→ **What to work on**
Look below for the line that contains "Target: raised arm", then quote it and all the lines after it, exactly, with the pictures left out.

*** Input Section Begins ***

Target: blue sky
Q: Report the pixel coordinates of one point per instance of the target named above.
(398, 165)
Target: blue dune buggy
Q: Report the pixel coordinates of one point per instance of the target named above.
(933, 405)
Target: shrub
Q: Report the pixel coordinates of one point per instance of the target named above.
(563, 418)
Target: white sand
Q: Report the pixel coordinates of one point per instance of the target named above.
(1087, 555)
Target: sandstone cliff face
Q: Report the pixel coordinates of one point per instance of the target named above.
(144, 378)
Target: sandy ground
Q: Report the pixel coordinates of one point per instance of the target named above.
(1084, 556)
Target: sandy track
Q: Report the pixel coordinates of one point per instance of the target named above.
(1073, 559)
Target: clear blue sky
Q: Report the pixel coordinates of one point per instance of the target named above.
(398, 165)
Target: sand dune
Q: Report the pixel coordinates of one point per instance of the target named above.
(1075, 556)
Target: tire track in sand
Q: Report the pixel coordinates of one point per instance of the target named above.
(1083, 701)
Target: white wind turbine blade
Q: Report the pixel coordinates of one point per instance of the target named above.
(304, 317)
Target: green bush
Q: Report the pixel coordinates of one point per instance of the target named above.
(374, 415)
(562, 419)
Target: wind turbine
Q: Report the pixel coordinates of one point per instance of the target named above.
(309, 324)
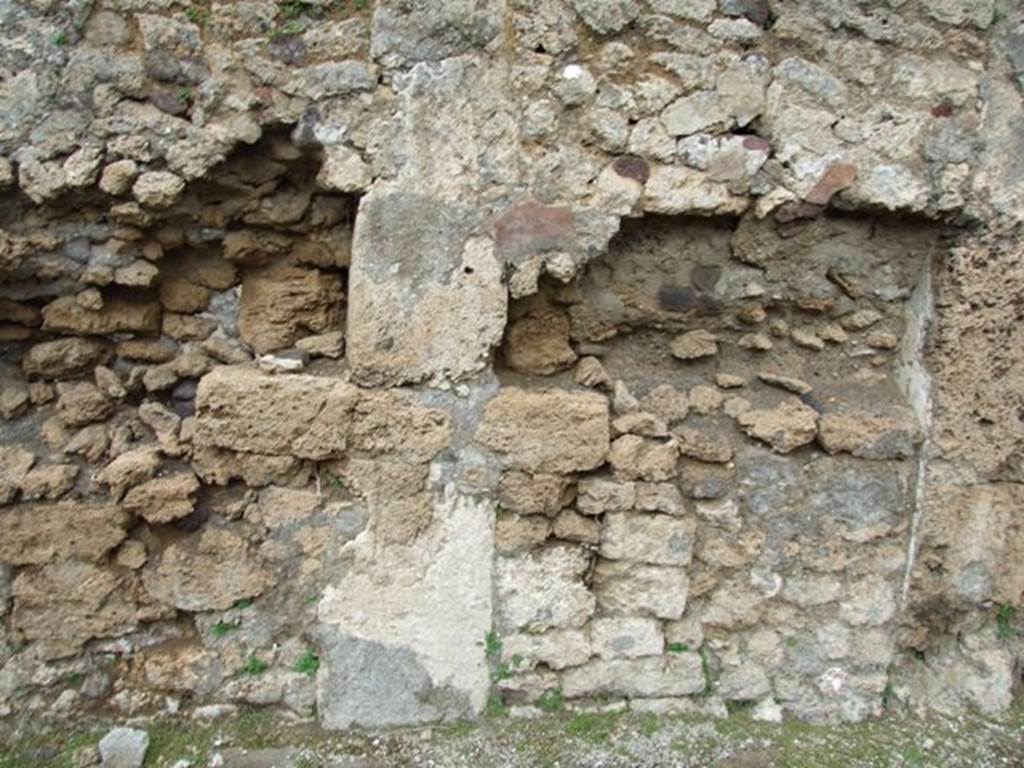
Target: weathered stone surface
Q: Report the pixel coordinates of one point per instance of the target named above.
(636, 458)
(557, 649)
(431, 30)
(61, 605)
(163, 499)
(590, 373)
(626, 588)
(14, 466)
(868, 436)
(605, 16)
(36, 534)
(626, 638)
(571, 526)
(158, 188)
(701, 445)
(547, 431)
(543, 590)
(520, 532)
(539, 343)
(784, 427)
(119, 313)
(693, 345)
(209, 571)
(659, 540)
(667, 402)
(282, 302)
(675, 675)
(401, 631)
(343, 170)
(64, 357)
(597, 495)
(659, 497)
(47, 482)
(311, 417)
(448, 327)
(124, 748)
(971, 545)
(672, 189)
(535, 494)
(82, 402)
(129, 469)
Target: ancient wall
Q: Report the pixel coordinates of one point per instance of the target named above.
(399, 361)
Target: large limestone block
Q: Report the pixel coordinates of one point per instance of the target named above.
(401, 629)
(544, 590)
(283, 302)
(426, 295)
(241, 410)
(310, 417)
(61, 605)
(628, 588)
(557, 649)
(971, 546)
(35, 534)
(122, 312)
(629, 637)
(674, 675)
(432, 30)
(209, 571)
(658, 540)
(869, 436)
(549, 431)
(64, 357)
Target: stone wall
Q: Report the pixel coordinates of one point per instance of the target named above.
(393, 363)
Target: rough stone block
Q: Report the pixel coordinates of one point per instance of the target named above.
(625, 588)
(659, 540)
(543, 590)
(441, 318)
(547, 431)
(626, 637)
(675, 675)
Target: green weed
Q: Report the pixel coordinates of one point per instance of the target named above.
(551, 700)
(307, 664)
(255, 666)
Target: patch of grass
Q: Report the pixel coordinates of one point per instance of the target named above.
(493, 645)
(739, 707)
(1005, 629)
(198, 16)
(706, 669)
(496, 707)
(307, 664)
(551, 700)
(255, 666)
(171, 740)
(73, 679)
(595, 727)
(649, 724)
(223, 629)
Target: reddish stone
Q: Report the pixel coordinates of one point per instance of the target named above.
(632, 167)
(756, 143)
(839, 176)
(531, 226)
(795, 211)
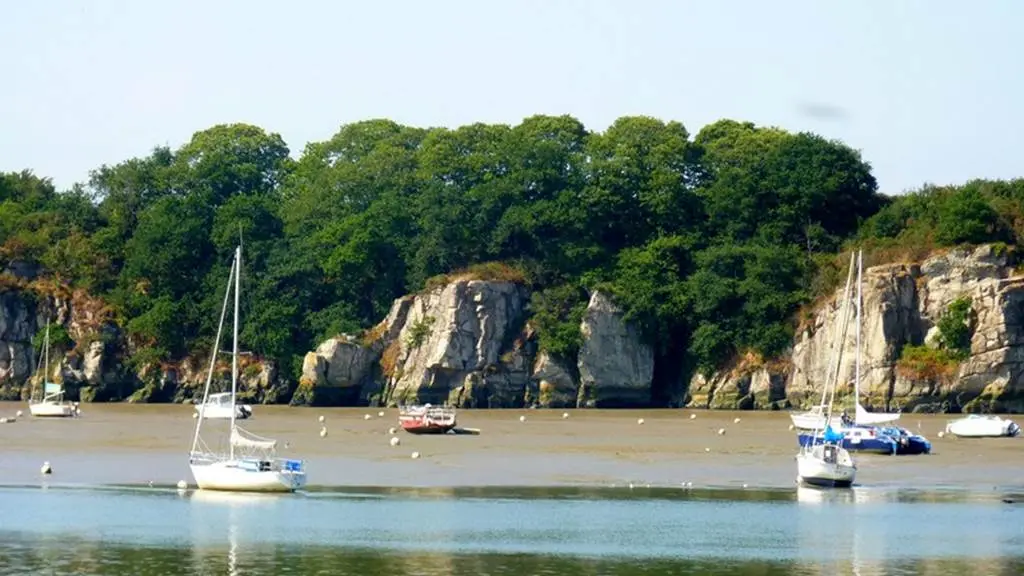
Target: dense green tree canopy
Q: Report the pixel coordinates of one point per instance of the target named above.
(711, 243)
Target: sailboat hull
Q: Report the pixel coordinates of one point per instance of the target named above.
(51, 410)
(816, 467)
(246, 476)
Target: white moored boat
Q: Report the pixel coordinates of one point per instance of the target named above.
(977, 425)
(250, 463)
(815, 417)
(825, 462)
(220, 406)
(50, 404)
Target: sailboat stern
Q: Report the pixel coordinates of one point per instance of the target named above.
(250, 475)
(827, 465)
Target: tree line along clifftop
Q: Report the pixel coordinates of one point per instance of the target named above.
(711, 244)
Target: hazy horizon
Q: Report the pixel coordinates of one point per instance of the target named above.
(925, 89)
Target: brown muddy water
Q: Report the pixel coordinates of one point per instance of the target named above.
(139, 444)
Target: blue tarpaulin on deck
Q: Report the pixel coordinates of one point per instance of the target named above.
(833, 436)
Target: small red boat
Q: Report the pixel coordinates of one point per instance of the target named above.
(426, 418)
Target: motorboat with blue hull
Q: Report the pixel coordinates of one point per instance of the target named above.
(856, 439)
(907, 442)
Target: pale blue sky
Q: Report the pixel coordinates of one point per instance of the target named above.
(930, 90)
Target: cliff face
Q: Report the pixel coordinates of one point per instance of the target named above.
(468, 343)
(902, 304)
(92, 361)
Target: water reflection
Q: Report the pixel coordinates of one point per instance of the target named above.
(808, 531)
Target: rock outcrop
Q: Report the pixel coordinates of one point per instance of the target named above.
(90, 355)
(902, 304)
(469, 343)
(615, 367)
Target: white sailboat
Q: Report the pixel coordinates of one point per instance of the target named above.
(50, 404)
(861, 415)
(977, 425)
(251, 463)
(826, 463)
(815, 417)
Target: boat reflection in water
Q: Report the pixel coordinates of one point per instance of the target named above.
(242, 508)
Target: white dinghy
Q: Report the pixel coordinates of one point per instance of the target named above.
(977, 425)
(50, 404)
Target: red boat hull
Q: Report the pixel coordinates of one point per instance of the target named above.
(420, 427)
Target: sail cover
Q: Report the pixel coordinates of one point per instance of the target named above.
(241, 441)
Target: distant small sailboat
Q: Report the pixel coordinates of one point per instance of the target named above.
(427, 418)
(824, 462)
(977, 425)
(251, 463)
(50, 404)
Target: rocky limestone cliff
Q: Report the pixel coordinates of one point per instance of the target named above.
(902, 303)
(92, 360)
(469, 343)
(86, 361)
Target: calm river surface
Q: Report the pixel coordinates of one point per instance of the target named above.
(84, 531)
(594, 493)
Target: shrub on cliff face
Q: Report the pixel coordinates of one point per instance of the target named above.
(557, 313)
(952, 345)
(926, 363)
(955, 328)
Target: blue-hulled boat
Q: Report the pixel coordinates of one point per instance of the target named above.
(907, 442)
(856, 439)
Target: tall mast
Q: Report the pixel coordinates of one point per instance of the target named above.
(844, 307)
(856, 373)
(842, 340)
(46, 355)
(213, 359)
(235, 347)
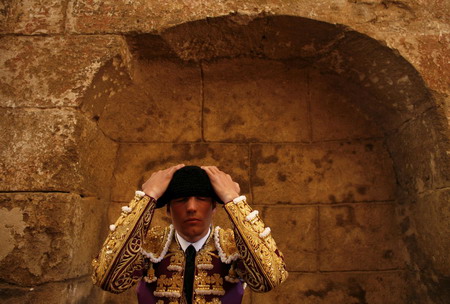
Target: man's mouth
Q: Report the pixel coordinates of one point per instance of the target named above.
(192, 220)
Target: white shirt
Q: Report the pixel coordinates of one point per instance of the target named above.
(197, 245)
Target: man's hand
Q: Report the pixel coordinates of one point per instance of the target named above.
(158, 182)
(223, 184)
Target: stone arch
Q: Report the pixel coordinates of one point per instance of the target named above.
(385, 100)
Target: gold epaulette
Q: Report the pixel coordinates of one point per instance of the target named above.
(156, 243)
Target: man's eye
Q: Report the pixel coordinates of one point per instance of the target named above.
(179, 200)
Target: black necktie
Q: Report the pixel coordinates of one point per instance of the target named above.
(189, 269)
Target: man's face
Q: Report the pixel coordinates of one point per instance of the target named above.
(192, 216)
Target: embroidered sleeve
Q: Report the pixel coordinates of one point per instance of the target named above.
(263, 264)
(120, 263)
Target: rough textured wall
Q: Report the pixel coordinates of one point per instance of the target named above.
(367, 138)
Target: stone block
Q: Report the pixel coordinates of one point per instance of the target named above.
(428, 54)
(33, 17)
(151, 16)
(327, 172)
(351, 288)
(396, 87)
(162, 104)
(54, 150)
(79, 290)
(431, 213)
(136, 162)
(274, 37)
(51, 71)
(336, 115)
(263, 101)
(295, 230)
(420, 153)
(359, 237)
(48, 236)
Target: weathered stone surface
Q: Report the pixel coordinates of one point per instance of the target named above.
(428, 54)
(359, 237)
(372, 17)
(335, 114)
(265, 101)
(70, 291)
(295, 230)
(351, 288)
(399, 91)
(431, 214)
(51, 71)
(54, 150)
(420, 153)
(163, 103)
(33, 17)
(273, 37)
(45, 236)
(136, 162)
(327, 172)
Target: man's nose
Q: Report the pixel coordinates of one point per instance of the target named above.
(191, 204)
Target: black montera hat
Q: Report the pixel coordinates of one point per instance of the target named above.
(188, 181)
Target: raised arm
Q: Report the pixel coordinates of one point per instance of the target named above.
(120, 264)
(264, 266)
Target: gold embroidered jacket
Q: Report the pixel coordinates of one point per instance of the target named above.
(130, 246)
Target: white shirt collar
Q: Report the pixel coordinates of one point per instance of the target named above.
(197, 245)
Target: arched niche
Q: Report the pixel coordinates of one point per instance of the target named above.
(293, 105)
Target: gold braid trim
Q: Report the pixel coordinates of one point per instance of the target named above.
(121, 255)
(264, 263)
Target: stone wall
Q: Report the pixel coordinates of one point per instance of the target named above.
(331, 115)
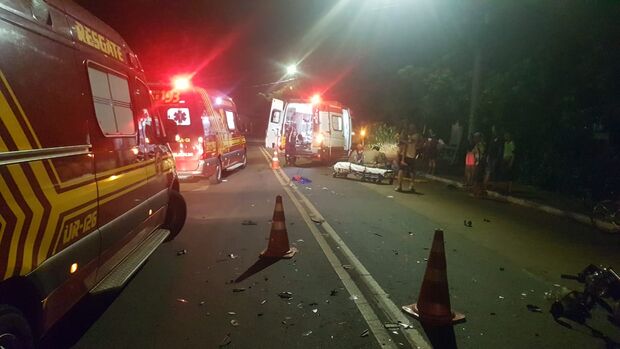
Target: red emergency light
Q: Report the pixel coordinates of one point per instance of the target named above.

*** Input Section Ends ***

→ **Reply to the task**
Target: raised arm
Q: Report the pixel coordinates of one point per instance of the target named above.
(120, 264)
(264, 266)
Target: gold embroidered jacket
Q: Report the pixel coordinates of one point per instance of the target named above.
(130, 246)
Target: white shirt collar
Q: Report the pixel coordinates of one point per instance of the target named above.
(197, 245)
Target: arched niche
Q: Report the pixel coordinates of one point per instance of the target named above.
(293, 105)
Target: gold braid trim
Q: Report the pixel coordinates of one point per instance of the target named above.
(121, 255)
(264, 263)
Target: stone wall
Q: Report the pixel coordinates of one point per instance of the target named above.
(331, 115)
Target: red emergency light
Q: Report the pixel coordinates of one point per instance of the target named above.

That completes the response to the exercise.